Can you extend the passage on blood stem cells in the bone marrow, picking up right after its final sentence?

Reading passage:
==================================================
The bone marrow works as the blood-making factory for your body. In the bone marrow, blood stem cells divide and specialize into whatever blood cell type your body needs.
The scientific name for a blood stem cell is "Hematopoietic Stem Cell" or "HSC", for short.
The life of a blood stem cell has two parts: the cell cycle and differentiation. During the cell cycle, the cell divides into two daughter cells. After division, the blood stem cells can either stay as blood stem cells in the bone marrow and continuing to divide when needed, or they can specialize or mature into a specific blood cell type and be released into your circulatory system.
Figure 1 Divide and Differentiate. This figure shows how these two processes of division and becoming a specialized cell work together. In the bone marrow, blood stem cells divide by going through the cell cycle. The resulting cells have the potential to either stay a blood stem cell or mature into a specific type of blood cell. The blood stem cells (HSCs) that do not specialize stay in the bone marrow where they can divide into more HSCs.
==================================================
Excerpted records:
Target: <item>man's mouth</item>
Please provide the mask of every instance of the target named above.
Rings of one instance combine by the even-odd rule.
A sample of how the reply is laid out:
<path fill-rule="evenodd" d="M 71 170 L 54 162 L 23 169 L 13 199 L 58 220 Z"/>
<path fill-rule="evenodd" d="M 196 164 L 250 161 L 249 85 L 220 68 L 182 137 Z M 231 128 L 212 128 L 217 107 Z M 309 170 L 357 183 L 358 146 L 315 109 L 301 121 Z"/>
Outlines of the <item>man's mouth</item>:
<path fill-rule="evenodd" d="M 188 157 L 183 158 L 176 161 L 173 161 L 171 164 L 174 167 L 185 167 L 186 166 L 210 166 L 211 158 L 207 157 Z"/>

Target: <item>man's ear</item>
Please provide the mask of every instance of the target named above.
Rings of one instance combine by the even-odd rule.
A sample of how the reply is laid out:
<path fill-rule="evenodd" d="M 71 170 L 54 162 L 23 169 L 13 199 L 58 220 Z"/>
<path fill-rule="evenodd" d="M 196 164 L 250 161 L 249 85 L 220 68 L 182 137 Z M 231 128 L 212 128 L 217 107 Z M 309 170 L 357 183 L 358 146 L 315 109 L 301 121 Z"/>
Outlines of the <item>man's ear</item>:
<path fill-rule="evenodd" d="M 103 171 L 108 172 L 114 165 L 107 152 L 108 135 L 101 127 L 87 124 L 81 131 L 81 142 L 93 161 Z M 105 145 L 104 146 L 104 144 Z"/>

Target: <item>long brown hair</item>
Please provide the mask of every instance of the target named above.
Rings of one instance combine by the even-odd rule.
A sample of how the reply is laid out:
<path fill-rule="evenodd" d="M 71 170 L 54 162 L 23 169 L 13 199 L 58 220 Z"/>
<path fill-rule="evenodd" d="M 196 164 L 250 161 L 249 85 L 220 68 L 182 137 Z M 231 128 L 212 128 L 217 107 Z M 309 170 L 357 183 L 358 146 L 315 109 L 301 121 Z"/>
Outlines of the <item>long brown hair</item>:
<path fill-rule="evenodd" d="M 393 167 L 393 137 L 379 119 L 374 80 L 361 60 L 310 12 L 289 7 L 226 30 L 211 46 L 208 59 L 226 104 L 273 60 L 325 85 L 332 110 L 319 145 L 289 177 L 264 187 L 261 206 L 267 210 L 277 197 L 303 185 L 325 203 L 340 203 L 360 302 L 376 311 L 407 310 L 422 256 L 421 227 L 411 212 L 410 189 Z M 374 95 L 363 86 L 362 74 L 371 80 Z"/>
==================================================
Response to this exercise:
Once a blood stem cell specializes into a specific blood cell type it loses its ability to become another blood cell type. Much like a child matures into an adult but cannot go back to being a baby, a blood stem cell can mature into a red blood cell but the red blood cell then cannot go back to being a blood stem cell or become a white blood cell. Moreover, once a blood stem cell becomes specialized, it becomes a lot more difficult to divide. Once a blood stem cell becomes a red blood cell, that cell can no longer divide. That is the same for most white blood cells, too.
In order to make more blood, your blood stem cells divide through the process of mitosis, and then those new blood stem cells can change and mature into red or white blood cells.
See Figure 2. Red blood cells cannot divide. They live in the bloodstream where they bring oxygen from the lungs to your tissues. The blood stem cells (HSCs) that do not specialize stay in the bone marrow where they can divide into more HSCs.
If each time the HSC divides into two daughter cells, one HSC stays an HSC and one HSC becomes a red blood cell after each cycle, how many HSCs and RBCs would you have after 5 cell divisions?
Figure 2. Imagine if after each cell division one daughter cell becomes a red blood cell and one daughter cell stays a HSC. After 3 cycles, you would have 3 red blood cells and 1 HSC.
Figure 3: Imagine if after each division both daughter cells stayed HSCs. After the 1st cell division, there would be 2 HSCs. After the 2nd cell division, you would have 4 HSCs.
Figure 4: Imagine if after each cell division both daughter cells become red blood cells. Because RBCs lose the ability to divide, no more cell divisions can occur.
Read the questions and record your answers on a separate document to be turned in later.
Based on information provided from previous lessons, explain why cells need to divide? In other words, what is the purpose of mitosis?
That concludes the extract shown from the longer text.